Could you render every line of the entries below as a Markdown table with the columns "No." and "Content," numbering the rows and leaving out blank lines?

--- Material supplied ---

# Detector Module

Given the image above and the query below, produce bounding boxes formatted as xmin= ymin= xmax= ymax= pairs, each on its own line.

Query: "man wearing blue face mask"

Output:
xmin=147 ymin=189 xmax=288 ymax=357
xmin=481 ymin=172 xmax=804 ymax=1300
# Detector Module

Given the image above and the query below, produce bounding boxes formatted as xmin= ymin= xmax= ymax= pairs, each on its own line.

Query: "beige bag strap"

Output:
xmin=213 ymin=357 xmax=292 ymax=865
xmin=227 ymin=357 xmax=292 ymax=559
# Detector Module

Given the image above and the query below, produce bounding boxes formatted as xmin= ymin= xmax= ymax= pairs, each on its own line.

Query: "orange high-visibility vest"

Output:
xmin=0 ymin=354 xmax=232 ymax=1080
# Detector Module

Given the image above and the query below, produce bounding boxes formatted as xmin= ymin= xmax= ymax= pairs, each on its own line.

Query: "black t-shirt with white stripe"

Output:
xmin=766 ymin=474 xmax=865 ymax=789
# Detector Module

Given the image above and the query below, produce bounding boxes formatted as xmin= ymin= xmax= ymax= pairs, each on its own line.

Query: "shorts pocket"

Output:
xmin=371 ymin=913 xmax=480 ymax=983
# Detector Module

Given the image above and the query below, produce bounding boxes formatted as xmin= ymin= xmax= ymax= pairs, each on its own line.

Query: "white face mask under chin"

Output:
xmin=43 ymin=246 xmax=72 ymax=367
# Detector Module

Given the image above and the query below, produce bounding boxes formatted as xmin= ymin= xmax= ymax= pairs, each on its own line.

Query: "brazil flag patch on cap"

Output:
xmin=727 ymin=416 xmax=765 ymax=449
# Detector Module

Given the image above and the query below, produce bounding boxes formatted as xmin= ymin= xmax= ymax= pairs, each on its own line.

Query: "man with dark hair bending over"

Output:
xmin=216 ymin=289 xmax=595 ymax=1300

---

# Written response
| No. | Content |
|---|---|
| 1 | # Detector Module |
| 2 | Given the image above and the query below, produce bounding boxes formatted as xmin= ymin= xmax= ymax= pairs, each on its own line. |
| 3 | Query: "man wearing blue face mask" |
| 4 | Output: |
| 5 | xmin=147 ymin=189 xmax=288 ymax=357 |
| 6 | xmin=481 ymin=172 xmax=804 ymax=1300 |
| 7 | # Detector Module |
| 8 | Given the image above and the query below, produce bounding boxes formatted as xmin= ymin= xmax= ymax= pairs, each on its own line. |
| 9 | Query: "beige bag strap" |
| 10 | Output: |
| 11 | xmin=213 ymin=357 xmax=292 ymax=865 |
| 12 | xmin=227 ymin=357 xmax=292 ymax=559 |
| 13 | # Detector Module |
| 14 | Given the image above and the query below, produce bounding boxes formatted as xmin= ymin= xmax= ymax= pairs, each on its own line. |
| 15 | Query: "orange high-visibility vest" |
| 16 | Output: |
| 17 | xmin=0 ymin=354 xmax=232 ymax=1080 |
| 18 | # Detector Module |
| 19 | Given the image above and the query below, produce bounding boxes formatted as xmin= ymin= xmax= ymax= pairs, each on its own line. |
| 20 | Query: "black t-shirt with white stripe" |
| 21 | Output: |
| 22 | xmin=766 ymin=474 xmax=865 ymax=789 |
| 23 | # Detector Module |
| 24 | Given the image above and the query below, produce bounding boxes formatted as xmin= ymin= xmax= ymax= pairs, each on its own line. |
| 25 | Query: "shorts pocket" |
| 26 | Output: |
| 27 | xmin=371 ymin=913 xmax=480 ymax=983 |
| 28 | # Detector Module |
| 29 | Given the image above and the query below, produce bounding boxes formatted as xmin= ymin= xmax= ymax= pairs, each on its own line. |
| 30 | Query: "white face mask under chin" |
| 31 | Output: |
| 32 | xmin=43 ymin=246 xmax=72 ymax=367 |
| 33 | # Detector Module |
| 34 | Given the image above and the query below, produce bounding boxes formatted as xmin= ymin= xmax= ymax= pairs, each on its own line. |
| 35 | Query: "brazil flag patch on cap" |
| 36 | Output: |
| 37 | xmin=727 ymin=416 xmax=765 ymax=449 |
| 38 | # Detector Module |
| 39 | Given the image above and the query below, produce bounding boxes formatted as xmin= ymin= xmax= ymax= pairs, each on its own line. |
| 40 | Query: "man with dark hair bending over" |
| 41 | Output: |
| 42 | xmin=216 ymin=289 xmax=595 ymax=1300 |